=== Begin Enclosure ===

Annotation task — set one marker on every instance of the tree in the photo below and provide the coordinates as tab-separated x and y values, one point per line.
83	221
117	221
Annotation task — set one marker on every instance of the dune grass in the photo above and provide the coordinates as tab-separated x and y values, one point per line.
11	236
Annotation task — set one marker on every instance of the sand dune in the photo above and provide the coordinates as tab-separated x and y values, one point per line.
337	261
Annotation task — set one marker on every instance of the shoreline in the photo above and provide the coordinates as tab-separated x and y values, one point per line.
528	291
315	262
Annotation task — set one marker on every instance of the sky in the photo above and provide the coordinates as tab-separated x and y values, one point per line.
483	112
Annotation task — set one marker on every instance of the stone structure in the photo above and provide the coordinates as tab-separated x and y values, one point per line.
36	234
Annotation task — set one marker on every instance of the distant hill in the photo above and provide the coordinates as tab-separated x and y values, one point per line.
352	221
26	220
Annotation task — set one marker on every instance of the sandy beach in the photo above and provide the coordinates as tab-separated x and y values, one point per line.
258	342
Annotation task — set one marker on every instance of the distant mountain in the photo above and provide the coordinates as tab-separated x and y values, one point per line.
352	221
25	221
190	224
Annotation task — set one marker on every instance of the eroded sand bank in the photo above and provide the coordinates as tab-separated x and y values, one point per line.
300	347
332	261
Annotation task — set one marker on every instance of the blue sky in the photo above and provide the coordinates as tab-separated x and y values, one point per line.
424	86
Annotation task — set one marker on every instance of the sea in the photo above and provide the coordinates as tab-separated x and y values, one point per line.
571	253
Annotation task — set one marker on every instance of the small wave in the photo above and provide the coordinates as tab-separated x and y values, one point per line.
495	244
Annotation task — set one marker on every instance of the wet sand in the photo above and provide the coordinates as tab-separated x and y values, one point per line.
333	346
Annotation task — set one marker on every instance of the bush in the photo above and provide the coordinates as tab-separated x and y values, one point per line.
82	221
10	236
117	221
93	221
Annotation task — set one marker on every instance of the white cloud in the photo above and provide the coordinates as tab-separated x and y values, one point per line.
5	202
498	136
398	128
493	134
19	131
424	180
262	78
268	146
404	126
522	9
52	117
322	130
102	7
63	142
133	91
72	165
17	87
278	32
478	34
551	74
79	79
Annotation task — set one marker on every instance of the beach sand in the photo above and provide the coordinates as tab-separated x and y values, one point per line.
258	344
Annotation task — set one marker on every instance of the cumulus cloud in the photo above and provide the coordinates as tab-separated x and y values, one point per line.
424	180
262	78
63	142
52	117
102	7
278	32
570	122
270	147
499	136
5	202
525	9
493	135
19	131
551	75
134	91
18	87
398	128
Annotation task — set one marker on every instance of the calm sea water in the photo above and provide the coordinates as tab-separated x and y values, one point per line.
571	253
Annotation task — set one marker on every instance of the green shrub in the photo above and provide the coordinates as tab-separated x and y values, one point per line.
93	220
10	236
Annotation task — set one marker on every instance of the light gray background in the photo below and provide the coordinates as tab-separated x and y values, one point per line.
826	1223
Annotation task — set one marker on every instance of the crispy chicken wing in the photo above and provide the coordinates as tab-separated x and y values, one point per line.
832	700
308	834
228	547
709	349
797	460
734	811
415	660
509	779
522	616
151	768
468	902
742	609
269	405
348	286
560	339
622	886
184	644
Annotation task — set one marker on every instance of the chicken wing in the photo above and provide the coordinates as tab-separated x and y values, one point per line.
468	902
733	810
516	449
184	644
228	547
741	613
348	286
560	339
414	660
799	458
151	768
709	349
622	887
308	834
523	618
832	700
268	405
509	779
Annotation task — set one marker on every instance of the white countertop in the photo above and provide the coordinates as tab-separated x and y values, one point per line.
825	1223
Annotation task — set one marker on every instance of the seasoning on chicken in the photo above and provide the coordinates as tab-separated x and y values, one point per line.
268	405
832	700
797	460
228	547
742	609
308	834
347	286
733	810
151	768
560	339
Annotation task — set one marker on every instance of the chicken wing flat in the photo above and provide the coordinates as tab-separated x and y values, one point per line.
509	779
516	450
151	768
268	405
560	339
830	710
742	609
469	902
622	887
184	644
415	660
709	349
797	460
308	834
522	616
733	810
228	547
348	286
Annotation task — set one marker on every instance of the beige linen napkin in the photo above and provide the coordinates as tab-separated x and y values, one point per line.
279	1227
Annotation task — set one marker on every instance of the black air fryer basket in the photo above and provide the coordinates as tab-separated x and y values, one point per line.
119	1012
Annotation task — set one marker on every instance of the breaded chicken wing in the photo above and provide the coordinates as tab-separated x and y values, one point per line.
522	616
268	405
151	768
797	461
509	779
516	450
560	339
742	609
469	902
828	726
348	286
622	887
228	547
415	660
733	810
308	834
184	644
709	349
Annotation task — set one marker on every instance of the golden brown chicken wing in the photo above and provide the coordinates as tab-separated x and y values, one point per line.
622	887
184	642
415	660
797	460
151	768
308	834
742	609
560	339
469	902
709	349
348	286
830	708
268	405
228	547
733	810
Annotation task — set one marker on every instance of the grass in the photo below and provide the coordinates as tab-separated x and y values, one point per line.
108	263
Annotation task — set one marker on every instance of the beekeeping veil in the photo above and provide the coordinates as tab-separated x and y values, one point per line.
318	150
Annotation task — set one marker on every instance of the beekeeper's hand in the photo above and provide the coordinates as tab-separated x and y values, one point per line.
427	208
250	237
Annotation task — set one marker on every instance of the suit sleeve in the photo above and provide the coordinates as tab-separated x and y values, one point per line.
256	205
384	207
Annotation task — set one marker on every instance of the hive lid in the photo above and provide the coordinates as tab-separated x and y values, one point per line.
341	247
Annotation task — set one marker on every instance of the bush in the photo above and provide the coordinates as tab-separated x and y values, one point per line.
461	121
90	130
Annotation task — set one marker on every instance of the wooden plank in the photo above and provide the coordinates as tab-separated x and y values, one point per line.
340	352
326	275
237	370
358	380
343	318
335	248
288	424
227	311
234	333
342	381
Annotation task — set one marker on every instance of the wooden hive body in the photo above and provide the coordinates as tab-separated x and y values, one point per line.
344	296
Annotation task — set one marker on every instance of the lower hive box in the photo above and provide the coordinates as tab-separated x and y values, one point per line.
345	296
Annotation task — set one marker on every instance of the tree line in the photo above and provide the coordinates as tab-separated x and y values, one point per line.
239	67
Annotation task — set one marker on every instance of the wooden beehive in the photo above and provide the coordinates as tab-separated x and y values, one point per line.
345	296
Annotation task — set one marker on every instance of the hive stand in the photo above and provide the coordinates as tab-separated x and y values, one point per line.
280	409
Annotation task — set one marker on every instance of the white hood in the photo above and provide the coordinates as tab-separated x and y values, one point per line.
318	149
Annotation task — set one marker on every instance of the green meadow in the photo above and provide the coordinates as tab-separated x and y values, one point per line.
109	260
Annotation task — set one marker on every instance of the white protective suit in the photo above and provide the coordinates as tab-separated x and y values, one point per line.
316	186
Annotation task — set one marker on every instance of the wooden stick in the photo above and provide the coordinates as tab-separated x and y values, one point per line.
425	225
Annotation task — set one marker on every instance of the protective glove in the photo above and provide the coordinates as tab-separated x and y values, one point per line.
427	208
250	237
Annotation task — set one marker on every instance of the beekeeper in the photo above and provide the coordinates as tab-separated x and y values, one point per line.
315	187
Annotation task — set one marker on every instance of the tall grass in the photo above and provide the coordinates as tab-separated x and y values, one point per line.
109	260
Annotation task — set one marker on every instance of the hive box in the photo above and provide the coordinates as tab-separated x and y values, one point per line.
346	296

=== End Enclosure ===

Reproduce the whole listing verbatim.

Annotation task — set one marker on every instance of the tree in the photo below and provide the coordinates as tab-separated x and y values, one point per line.
83	221
117	221
Annotation task — set one marker on every instance of the dune grass in the photo above and provide the coordinates as tab-separated x and y values, one point per line.
11	236
Annotation task — set one marker on every instance of the sand dune in the photo above and provide the coordinates as tab-separated x and y values, one point per line.
337	261
Annotation task — set one marker on every instance of the shoreline in the photo above and provide the coordinates as tab-separated x and y values, one point per line.
528	291
315	262
Annotation task — set one marker on every instance of the sky in the photo above and provide the coordinates as tab-separated x and y values, one point per line.
483	112
Annotation task — set one marker on every instance of the stone structure in the photo above and provide the coordinates as tab-separated x and y values, one point per line.
36	234
Annotation task — set one marker on every instance of the distant hill in the photo above and provide the coordinates as tab-separated x and y values, one point per line.
352	221
26	220
Annotation task — set one marker on every instance of the sandy beach in the photo above and provide the coordinates as tab-separated x and y values, one point per line.
258	342
Annotation task — set one marker on every instance of the distant mountain in the photo above and provide the coordinates as tab-separated x and y values, one point per line.
352	221
25	221
190	224
Annotation task — set one marker on every instance of the eroded sand bank in the photo above and provide the coordinates as tab-separated x and y values, one point per line.
300	347
332	261
Annotation task — set one marker on every instance of the blue sky in the photo above and provide the coordinates as tab-separated x and y values, one point per line.
424	86
Annotation task — set one marker on every instance of the sea in the photo above and provide the coordinates as tab-separated x and y values, one point per line.
571	253
Annotation task — set one marker on every instance of the small wave in the photo above and provide the coordinates as tab-separated x and y values, one point per line.
495	244
Annotation task — set one marker on every instance of the wet sand in the photo above and provide the coordinates as tab-separated x and y values, one point per line.
333	346
Annotation task — set one marker on every instance of the bush in the photo above and provide the coordinates as tab-separated x and y values, one point per line.
82	221
10	236
117	221
93	221
Annotation task — set one marker on every instance of the white cloud in the photo above and provide the coordinates as tab-separated x and y values, one point per line.
5	202
498	136
398	128
493	134
19	131
424	180
262	78
268	146
404	126
522	9
52	117
322	130
102	7
63	142
133	91
72	165
17	87
278	32
478	34
551	74
79	79
Annotation task — set one marker on every instance of the beach sand in the photo above and provide the coordinates as tab-separated x and y values, one point per line.
258	344
Annotation task — set one marker on every instance of the cumulus cloud in the photo above and provide the coordinates as tab-separated x and y values, one point per line.
424	180
262	78
63	142
52	117
102	7
278	32
570	122
270	147
499	136
5	202
525	9
493	135
19	131
551	75
134	91
18	87
398	128
Annotation task — set one marker on every instance of the calm sea water in the photo above and provide the coordinates as tab-separated x and y values, one point per line.
571	253
Annotation task — set one marker on every instance of the green shrub in the photo above and provide the coordinates as tab-separated x and y values, one point per line.
93	220
10	236
Annotation task — set one marker on every instance of the light gray background in the photo below and provide the coordinates as tab-separated x and y values, one point per line.
826	1223
Annotation task — set one marker on every instance of the crispy chicken wing in the photo above and provide the coordinates as tab-separated x and y values, one point per line.
832	700
308	834
228	547
709	349
797	460
734	811
415	660
509	779
522	616
151	768
468	902
742	609
269	405
348	286
560	339
622	886
184	644
Annotation task — set one marker on every instance of the chicken wing in the photo above and provide the coordinates as tab-separated x and y values, one point per line.
468	902
733	810
516	449
184	644
228	547
741	613
348	286
560	339
414	660
799	458
151	768
709	349
622	887
308	834
523	618
832	700
268	405
509	779
Annotation task — set one marker on every instance of the white countertop in the photo above and provide the coordinates as tab-separated x and y values, one point per line.
825	1223
Annotation task — set one marker on every instance of the seasoning on chicken in the photo above and provide the coordinates as tab-separated x and y values, one point per line.
268	405
832	700
797	460
228	547
742	609
308	834
347	286
733	810
151	768
560	339
Annotation task — set one marker on every instance of the chicken wing flat in the photo above and provide the coordinates as tab-separated x and y values, one point per line.
509	779
516	450
151	768
268	405
560	339
830	710
742	609
469	902
622	887
184	644
415	660
709	349
797	460
308	834
522	616
733	810
228	547
348	286
Annotation task — set one marker on every instance of the beige linen napkin in the photo above and provide the coordinates as tab-separated x and y values, one point per line.
279	1227
Annotation task — set one marker on every instance of the black air fryer basket in the photo above and provide the coordinates as tab-separated x and y values, one point per line.
119	1012
Annotation task — set one marker on every instance of the breaded chicken wing in the photo above and provide the coordinates as tab-separated x and y values, one point per line.
522	616
268	405
151	768
797	461
509	779
516	450
560	339
742	609
469	902
828	726
348	286
622	887
228	547
415	660
733	810
308	834
184	644
709	349
Annotation task — set one marker on every instance of the golden brown chicken wing in the photo above and provide the coordinates as tab-separated x and y values, one point per line.
622	887
184	642
415	660
797	460
151	768
308	834
742	609
560	339
469	902
709	349
348	286
830	708
268	405
228	547
733	810
Annotation task — set one marker on every instance of the grass in the photo below and provide the coordinates as tab-separated x and y values, one point per line.
108	263
Annotation task — set one marker on every instance of the beekeeping veil in the photo above and provide the coordinates as tab-separated x and y values, one point per line.
318	150
Annotation task — set one marker on every instance of the beekeeper's hand in the photo above and provide the coordinates as tab-separated x and y values, one point per line.
427	208
250	237
Annotation task — set one marker on every instance of the suit sleeve in the photo above and provide the coordinates as tab-separated x and y values, one point per line.
256	205
384	207
Annotation task — set one marker on every instance of the hive lid in the photo above and provide the coordinates as tab-separated x and y values, one point per line.
341	247
Annotation task — set one marker on every instance of the bush in the photo above and provide the coordinates as tab-separated x and y values, one point per line.
461	121
90	130
Annotation task — set one marker on every instance of the wooden plank in the photo above and provide the coordinates as tab-separated x and y values, one point per line.
340	352
326	275
237	370
358	380
343	318
335	248
288	424
227	311
234	333
342	381
Annotation task — set one marker on every instance of the wooden hive body in the photo above and provide the coordinates as tab-separated x and y values, one point per line.
344	296
Annotation task — set one marker on every instance of the lower hive box in the photo above and provide the coordinates as tab-separated x and y values, one point per line.
345	296
Annotation task — set one marker on every instance of the tree line in the photo above and provide the coordinates as tab-separated x and y values, one point per line.
239	67
Annotation task — set one marker on every instance of the wooden beehive in the photo above and provide the coordinates as tab-separated x and y values, one point per line.
345	296
Annotation task — set one marker on every instance of the hive stand in the photo above and provide the coordinates as tab-separated x and y values, one point per line.
280	409
Annotation task — set one marker on every instance of the white hood in the photo above and provide the coordinates as tab-separated x and y values, one point per line.
318	149
Annotation task — set one marker on every instance of the green meadow in the photo above and provide the coordinates as tab-separated x and y values, one point per line.
109	260
Annotation task — set one marker on every instance of the white protective suit in the photo above and provide the coordinates as tab-separated x and y values, one point per line.
316	186
Annotation task — set one marker on every instance of the wooden stick in the photo above and provide the coordinates as tab-separated x and y values, one point per line.
425	225
Annotation task — set one marker on every instance of the protective glove in the photo above and provide the coordinates as tab-separated x and y values, one point per line.
427	208
250	237
Annotation task — set one marker on every instance of the beekeeper in the photo above and provide the coordinates as tab-separated x and y values, one point per line.
315	187
Annotation task — set one marker on every instance of the tall grass in the photo above and provide the coordinates as tab-separated x and y values, one point per line.
109	260
Annotation task — set one marker on every instance of the hive box in the photo above and provide the coordinates as tab-separated x and y values, one point per line.
346	296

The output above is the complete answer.